## Problem description
Write out the passage on finding underrated people on Twitter starting with "If you look" and going on through "people to follow.", swapping "smaller following" for "modest following" throughout.

==== Source passage

One of the best skills that you can develop is the ability to find talented people before anyone else does.
This great advice from Tyler Cowen (economist and blogger at Marginal Revolution) got me thinking: What are some strategies for finding talented but underrated people?
One possible source is Twitter. For a long time, I didn’t “get” Twitter, but after following Michael Nielsen’s advice I’m officially a convert. The key is carefully selecting the list of people you follow. If you do this well, your Twitter feed becomes a constant stream of valuable information and interesting people.
If you look carefully, you can find a lot of highly underrated people on Twitter, i.e. incredibly smart people that put out valuable and interesting content, but have a smaller following that you would expect.
These are the kinds of people that are the best to follow: you get access to insights that a lot of other people are not getting (since not many people are following them), and they are more likely to respond to queries or engage in discussion (since they have a smaller following to manage).
One option for finding these people is trial and error, but I wanted to see if it’s possible to quantify how underrated people are on Twitter and automate the process for finding good people to follow.
I call this the TURI (Twitter Underrated Index), because hey, it needs a name and acronyms make things sound so official.
Components of TURI
The index has three main components: Growth, Influence of Followers, and the Number of Followers.
Growth (G): The number of followers a user has per unit of content they have published (i.e. per tweet).
A user that is growing their Twitter following quickly suggests that they are underrated. It implies they are putting out quality content and people are starting to notice rapidly. The way I measure this is the number of followers a person acquires per Tweet.
Another possible measurement of growth is the number of followers the user has acquired per unit of time (i.e. number of followers divided by the length of time the Twitter account has existed). However, there are a couple of problems with this option:
- Twitter accounts can be dormant for years. For example, someone might start an account but not tweet for 5 years and then put out great content. Measuring growth in terms of time would unfairly punish these people.

========
==== Dataset

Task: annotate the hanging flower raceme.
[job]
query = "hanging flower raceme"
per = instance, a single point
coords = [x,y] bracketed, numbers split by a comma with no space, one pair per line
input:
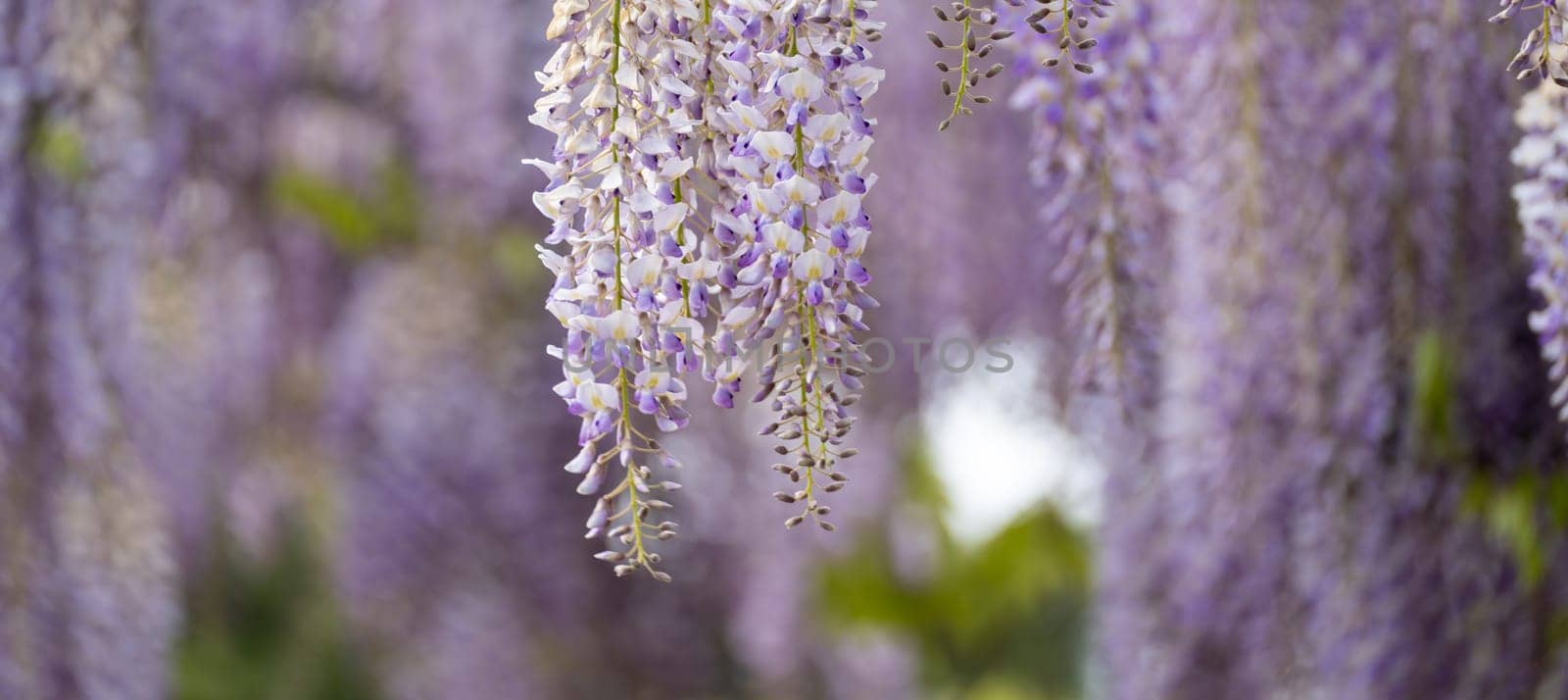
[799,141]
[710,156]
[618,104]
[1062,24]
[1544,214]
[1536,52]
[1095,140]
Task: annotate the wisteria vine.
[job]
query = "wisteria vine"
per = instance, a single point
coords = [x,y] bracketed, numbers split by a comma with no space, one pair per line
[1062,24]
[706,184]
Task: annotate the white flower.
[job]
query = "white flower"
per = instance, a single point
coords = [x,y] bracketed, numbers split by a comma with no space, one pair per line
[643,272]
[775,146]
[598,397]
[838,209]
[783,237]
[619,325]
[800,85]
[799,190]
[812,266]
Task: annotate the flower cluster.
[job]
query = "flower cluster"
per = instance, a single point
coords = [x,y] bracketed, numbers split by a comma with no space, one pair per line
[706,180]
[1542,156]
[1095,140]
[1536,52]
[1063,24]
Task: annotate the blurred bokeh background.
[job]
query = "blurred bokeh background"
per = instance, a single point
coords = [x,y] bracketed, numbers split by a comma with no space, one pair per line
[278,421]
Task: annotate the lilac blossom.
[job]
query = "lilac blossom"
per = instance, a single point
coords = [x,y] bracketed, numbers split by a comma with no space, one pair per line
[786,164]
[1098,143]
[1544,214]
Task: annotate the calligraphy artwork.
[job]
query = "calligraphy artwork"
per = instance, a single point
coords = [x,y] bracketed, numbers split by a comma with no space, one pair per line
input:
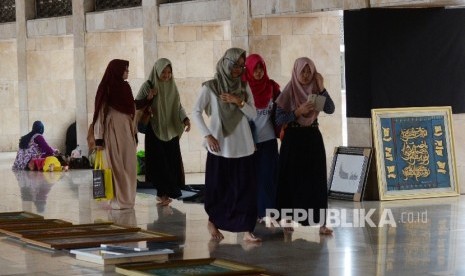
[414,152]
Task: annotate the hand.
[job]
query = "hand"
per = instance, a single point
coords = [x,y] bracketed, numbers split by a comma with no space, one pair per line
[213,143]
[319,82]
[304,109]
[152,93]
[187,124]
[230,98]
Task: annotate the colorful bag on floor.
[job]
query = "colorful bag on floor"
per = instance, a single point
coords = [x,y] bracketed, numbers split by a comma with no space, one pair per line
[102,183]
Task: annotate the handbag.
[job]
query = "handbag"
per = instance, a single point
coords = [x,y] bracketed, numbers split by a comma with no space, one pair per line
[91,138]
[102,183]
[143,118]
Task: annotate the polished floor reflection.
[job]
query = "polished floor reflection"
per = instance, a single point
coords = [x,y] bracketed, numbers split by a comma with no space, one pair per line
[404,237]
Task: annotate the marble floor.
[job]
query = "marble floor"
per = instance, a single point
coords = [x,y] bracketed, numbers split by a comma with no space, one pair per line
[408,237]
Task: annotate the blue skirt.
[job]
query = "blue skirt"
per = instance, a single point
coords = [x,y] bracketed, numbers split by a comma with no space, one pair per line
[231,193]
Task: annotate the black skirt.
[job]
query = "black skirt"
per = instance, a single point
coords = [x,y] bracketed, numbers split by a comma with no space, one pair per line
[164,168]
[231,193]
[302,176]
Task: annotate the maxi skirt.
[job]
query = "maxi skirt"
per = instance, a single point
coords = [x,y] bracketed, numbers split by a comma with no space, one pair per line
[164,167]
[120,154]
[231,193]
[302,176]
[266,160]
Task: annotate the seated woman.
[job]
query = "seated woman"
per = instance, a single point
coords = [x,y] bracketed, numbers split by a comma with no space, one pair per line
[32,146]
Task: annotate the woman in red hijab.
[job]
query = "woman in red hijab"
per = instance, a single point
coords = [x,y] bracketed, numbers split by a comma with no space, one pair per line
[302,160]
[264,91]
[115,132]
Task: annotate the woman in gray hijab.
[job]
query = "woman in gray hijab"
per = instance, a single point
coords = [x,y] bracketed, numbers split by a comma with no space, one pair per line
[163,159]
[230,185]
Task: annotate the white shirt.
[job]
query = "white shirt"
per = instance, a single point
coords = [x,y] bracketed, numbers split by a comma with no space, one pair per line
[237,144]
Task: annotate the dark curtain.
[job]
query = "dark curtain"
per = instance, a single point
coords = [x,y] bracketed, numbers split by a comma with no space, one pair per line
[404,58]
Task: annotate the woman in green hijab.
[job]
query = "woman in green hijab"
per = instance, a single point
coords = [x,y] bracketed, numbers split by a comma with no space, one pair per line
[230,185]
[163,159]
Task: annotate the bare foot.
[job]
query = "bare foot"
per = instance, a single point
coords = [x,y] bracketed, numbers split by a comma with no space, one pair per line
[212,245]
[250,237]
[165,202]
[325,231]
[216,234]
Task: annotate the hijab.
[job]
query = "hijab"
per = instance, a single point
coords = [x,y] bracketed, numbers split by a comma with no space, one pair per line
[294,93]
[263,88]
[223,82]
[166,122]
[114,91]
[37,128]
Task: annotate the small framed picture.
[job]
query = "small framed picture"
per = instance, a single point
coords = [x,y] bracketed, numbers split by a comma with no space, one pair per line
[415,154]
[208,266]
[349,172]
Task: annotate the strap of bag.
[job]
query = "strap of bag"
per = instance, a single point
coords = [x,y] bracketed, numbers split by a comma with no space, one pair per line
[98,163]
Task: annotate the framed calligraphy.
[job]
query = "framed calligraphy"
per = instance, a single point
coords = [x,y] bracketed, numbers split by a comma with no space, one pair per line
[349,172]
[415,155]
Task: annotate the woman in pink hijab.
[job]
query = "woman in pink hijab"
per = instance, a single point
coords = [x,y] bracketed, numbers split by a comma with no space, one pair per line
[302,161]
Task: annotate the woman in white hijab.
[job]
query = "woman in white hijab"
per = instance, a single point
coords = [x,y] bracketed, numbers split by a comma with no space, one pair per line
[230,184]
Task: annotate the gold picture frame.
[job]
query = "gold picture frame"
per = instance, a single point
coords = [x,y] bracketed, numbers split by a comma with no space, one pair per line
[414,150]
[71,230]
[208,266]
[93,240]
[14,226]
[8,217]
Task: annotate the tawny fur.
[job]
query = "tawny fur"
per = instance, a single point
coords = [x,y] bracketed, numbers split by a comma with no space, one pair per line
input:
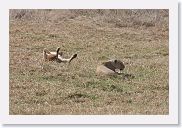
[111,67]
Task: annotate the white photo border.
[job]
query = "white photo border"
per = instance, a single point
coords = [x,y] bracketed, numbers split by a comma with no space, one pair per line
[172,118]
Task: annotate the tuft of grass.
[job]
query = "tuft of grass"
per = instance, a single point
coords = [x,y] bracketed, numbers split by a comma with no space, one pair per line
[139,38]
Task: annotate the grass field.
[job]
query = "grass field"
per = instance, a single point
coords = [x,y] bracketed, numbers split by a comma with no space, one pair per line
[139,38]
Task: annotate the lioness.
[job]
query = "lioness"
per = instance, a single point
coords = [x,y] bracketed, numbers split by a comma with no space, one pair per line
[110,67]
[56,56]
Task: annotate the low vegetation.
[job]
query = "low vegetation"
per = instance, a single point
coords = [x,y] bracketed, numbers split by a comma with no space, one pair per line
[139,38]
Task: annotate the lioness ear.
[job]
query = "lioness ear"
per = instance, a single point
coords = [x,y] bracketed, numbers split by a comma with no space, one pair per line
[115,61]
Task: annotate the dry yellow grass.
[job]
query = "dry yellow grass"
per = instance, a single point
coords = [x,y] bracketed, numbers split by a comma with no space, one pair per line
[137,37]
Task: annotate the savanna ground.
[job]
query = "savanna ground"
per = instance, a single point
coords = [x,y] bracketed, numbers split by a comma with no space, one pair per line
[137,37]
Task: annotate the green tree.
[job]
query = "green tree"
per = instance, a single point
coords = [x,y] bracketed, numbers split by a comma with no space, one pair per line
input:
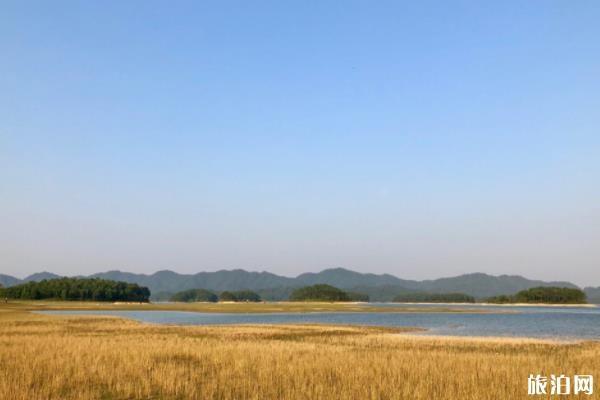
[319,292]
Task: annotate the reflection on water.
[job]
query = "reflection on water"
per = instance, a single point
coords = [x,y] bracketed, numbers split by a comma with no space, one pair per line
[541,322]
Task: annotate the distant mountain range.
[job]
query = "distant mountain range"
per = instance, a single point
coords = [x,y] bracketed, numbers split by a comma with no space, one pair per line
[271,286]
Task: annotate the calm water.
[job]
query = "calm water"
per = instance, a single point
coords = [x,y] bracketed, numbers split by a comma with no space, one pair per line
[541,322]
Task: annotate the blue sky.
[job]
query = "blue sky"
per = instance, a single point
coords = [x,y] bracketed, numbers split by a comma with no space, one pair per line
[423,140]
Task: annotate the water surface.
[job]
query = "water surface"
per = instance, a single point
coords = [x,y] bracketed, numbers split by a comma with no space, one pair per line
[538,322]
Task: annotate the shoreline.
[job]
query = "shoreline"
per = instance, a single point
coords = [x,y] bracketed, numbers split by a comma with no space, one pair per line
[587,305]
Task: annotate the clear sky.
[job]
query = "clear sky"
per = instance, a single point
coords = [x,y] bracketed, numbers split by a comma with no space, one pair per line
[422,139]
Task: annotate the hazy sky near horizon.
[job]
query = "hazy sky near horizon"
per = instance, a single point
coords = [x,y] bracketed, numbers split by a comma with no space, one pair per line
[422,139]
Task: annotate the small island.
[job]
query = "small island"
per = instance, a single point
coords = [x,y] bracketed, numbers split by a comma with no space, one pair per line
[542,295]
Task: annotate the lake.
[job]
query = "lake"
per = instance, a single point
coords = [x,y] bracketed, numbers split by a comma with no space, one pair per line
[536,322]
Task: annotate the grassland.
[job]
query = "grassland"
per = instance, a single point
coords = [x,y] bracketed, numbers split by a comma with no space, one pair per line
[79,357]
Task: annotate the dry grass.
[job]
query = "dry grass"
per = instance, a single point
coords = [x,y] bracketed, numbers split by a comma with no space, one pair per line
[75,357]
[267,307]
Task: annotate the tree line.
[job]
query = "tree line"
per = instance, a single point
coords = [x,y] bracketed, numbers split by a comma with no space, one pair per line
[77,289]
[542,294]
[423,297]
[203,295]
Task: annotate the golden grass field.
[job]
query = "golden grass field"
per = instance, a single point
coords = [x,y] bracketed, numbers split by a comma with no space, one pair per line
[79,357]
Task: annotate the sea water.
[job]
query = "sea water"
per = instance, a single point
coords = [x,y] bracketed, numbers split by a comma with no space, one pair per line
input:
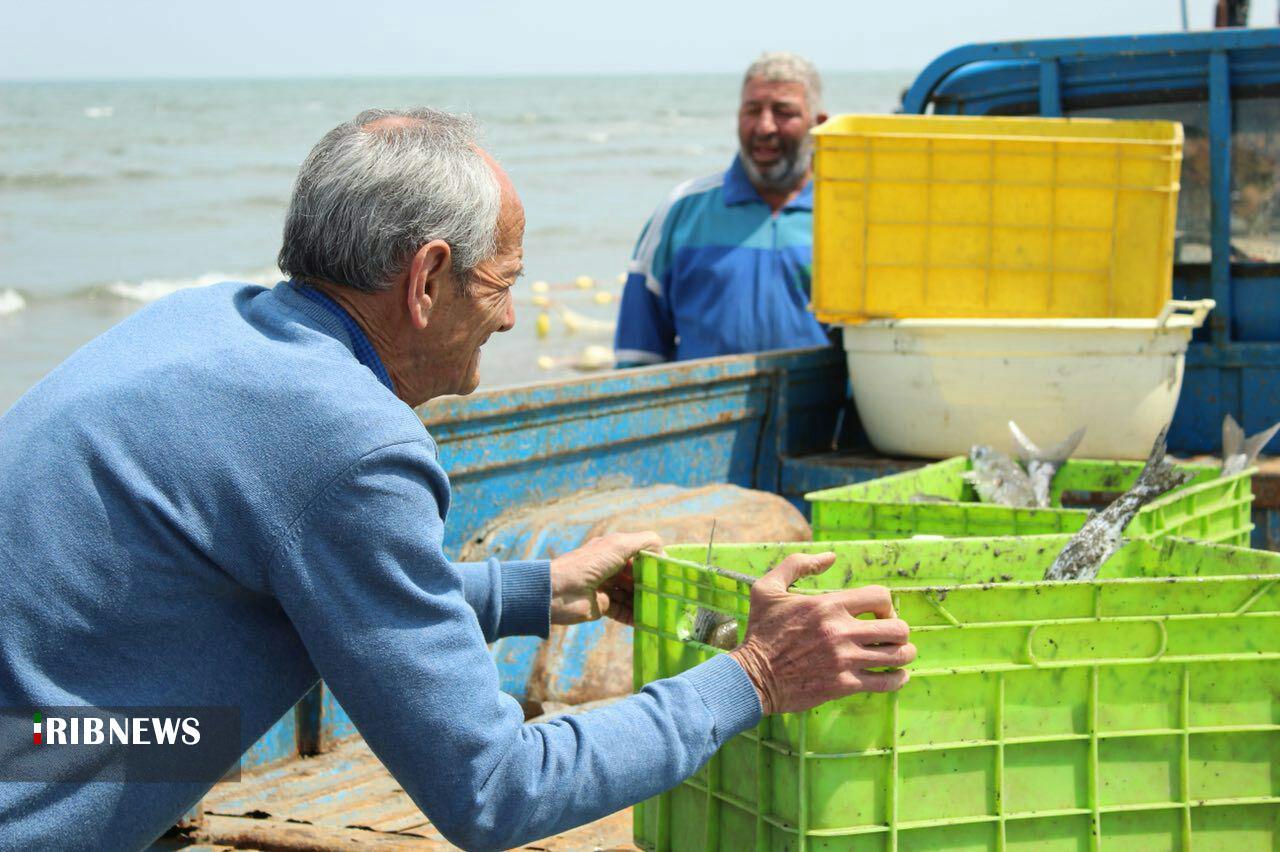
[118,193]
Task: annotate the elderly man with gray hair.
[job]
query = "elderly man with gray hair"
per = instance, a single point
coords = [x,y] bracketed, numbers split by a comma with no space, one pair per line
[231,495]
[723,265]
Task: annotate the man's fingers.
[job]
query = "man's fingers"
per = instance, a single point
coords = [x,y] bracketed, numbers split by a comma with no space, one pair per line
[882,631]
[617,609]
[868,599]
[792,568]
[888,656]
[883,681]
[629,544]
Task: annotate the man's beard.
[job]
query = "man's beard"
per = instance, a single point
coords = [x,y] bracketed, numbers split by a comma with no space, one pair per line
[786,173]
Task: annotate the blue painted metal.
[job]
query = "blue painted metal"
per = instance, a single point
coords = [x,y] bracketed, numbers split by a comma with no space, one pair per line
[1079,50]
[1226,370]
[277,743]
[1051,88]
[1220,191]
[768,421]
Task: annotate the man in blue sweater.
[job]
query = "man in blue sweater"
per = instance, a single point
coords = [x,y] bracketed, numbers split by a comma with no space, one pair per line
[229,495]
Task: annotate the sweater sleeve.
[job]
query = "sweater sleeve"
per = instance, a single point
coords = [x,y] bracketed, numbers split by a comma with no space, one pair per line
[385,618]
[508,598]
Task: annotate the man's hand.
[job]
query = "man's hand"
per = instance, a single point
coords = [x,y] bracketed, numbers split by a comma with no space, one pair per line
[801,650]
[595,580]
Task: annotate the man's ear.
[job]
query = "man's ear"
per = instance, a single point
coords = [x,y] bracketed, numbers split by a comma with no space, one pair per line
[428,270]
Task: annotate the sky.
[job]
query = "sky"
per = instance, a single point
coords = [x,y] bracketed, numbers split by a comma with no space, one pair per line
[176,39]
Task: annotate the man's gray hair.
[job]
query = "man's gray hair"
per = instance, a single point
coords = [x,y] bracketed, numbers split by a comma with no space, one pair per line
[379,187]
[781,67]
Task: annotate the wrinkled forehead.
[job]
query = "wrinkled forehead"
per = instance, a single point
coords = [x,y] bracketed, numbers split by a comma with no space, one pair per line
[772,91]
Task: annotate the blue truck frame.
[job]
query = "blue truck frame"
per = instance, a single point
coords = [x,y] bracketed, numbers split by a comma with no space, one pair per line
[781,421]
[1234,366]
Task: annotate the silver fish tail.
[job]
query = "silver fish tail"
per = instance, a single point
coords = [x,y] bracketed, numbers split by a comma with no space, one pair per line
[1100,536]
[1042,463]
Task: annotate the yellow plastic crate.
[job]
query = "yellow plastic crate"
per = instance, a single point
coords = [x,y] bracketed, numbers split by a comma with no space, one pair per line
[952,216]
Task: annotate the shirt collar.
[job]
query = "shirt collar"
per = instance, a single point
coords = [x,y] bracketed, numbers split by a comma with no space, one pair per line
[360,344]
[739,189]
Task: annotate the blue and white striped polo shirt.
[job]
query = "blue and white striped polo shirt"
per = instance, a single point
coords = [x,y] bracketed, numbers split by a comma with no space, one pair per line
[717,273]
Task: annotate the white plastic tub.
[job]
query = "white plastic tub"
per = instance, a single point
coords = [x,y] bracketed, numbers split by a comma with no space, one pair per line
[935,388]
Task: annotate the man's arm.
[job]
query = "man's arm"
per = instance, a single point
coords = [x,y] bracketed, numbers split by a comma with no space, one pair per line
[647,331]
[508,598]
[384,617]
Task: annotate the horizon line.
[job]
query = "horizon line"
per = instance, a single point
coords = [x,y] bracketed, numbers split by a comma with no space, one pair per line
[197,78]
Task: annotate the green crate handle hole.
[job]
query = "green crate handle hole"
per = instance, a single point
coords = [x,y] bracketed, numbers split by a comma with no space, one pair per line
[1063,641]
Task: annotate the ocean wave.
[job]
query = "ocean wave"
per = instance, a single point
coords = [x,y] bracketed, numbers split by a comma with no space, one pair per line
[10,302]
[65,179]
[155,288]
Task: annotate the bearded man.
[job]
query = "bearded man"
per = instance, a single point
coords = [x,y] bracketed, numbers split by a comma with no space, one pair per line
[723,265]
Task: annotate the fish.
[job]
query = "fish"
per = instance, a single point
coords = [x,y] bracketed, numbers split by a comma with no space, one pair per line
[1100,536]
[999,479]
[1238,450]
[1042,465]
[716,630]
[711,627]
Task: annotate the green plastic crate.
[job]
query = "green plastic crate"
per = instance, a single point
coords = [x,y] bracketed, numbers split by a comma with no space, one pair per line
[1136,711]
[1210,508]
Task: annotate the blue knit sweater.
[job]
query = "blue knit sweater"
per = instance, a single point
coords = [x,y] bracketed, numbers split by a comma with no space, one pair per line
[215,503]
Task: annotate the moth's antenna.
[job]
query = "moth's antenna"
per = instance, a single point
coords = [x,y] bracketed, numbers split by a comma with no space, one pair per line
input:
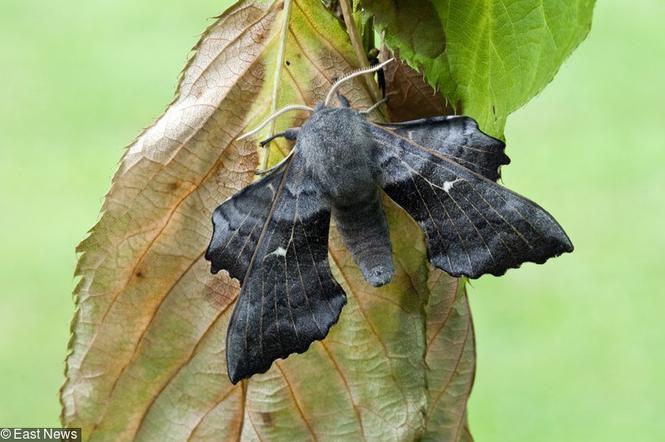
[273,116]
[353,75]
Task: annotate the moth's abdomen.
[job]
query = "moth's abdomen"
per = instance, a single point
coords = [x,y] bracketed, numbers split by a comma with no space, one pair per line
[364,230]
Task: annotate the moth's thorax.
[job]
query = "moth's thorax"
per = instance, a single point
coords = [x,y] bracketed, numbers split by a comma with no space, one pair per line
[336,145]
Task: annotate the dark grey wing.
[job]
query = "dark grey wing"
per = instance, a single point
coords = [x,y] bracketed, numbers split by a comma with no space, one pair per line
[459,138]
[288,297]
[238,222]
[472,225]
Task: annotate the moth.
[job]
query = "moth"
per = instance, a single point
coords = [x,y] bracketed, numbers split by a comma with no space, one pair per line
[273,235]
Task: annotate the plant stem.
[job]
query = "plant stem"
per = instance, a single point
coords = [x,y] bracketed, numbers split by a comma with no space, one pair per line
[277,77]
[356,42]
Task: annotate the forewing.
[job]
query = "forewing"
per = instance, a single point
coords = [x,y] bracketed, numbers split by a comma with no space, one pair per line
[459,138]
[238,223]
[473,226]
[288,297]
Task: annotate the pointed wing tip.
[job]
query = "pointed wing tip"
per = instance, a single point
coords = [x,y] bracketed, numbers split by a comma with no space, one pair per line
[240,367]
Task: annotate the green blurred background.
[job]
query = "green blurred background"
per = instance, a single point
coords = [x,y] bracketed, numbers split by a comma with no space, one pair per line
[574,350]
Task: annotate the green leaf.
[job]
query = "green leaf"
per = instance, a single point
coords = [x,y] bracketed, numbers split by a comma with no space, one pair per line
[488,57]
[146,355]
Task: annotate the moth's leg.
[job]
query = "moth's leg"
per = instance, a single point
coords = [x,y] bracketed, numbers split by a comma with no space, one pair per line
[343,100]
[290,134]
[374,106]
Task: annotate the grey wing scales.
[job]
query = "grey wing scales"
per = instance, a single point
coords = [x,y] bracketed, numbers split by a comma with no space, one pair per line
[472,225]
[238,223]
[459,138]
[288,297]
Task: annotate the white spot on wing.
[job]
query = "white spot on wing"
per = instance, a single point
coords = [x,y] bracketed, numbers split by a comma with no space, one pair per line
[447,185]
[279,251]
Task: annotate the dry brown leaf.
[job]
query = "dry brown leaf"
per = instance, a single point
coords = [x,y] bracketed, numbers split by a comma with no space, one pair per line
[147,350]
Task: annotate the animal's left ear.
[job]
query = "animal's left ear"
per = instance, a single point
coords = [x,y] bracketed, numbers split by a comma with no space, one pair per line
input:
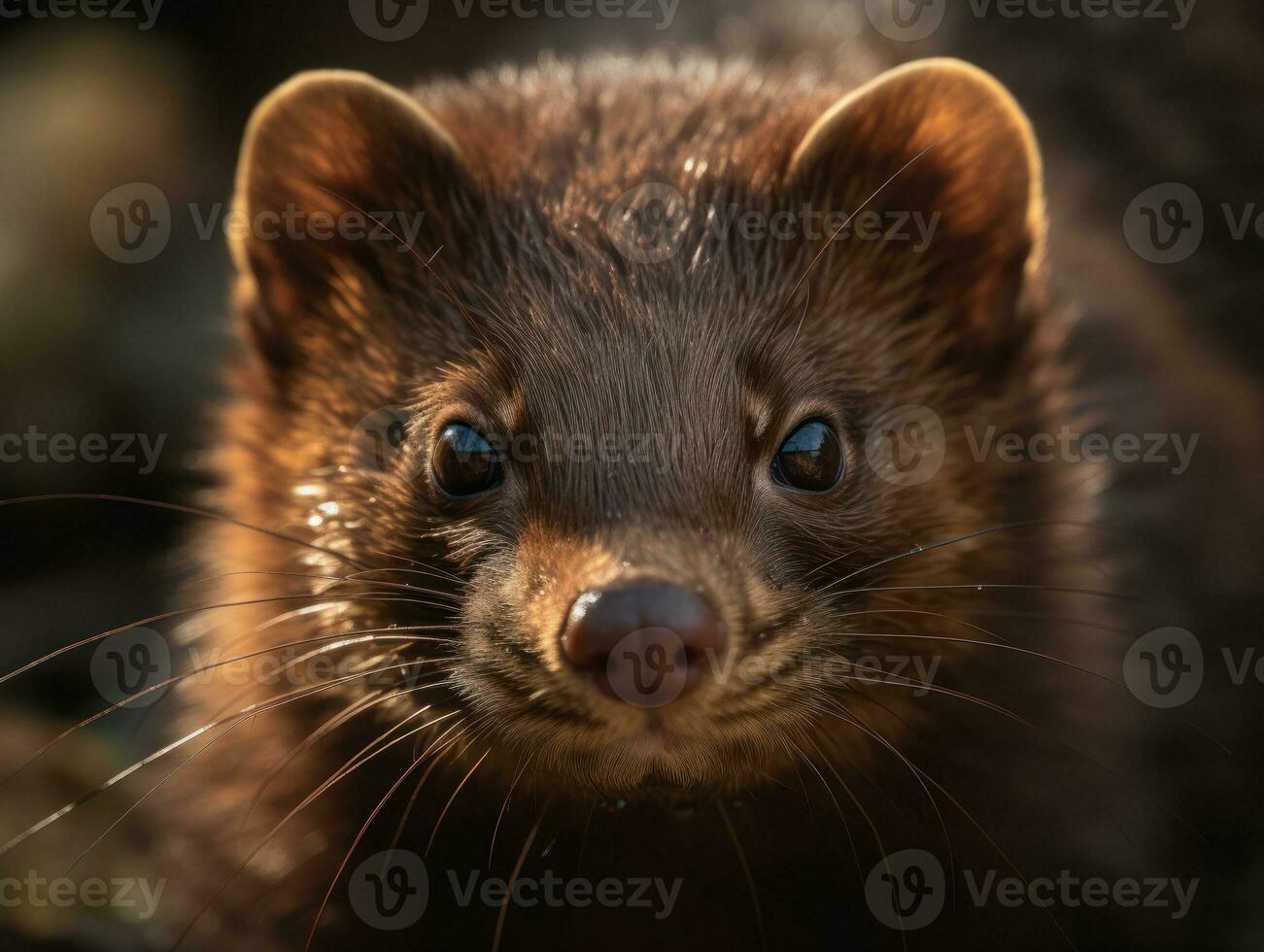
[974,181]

========

## Reply
If you look carefully, you can find a lot of highly underrated people on Twitter, i.e. incredibly smart people that put out valuable and interesting content, but have a modest following that you would expect.
These are the kinds of people that are the best to follow: you get access to insights that a lot of other people are not getting (since not many people are following them), and they are more likely to respond to queries or engage in discussion (since they have a modest following to manage).
One option for finding these people is trial and error, but I wanted to see if it’s possible to quantify how underrated people are on Twitter and automate the process for finding good people to follow.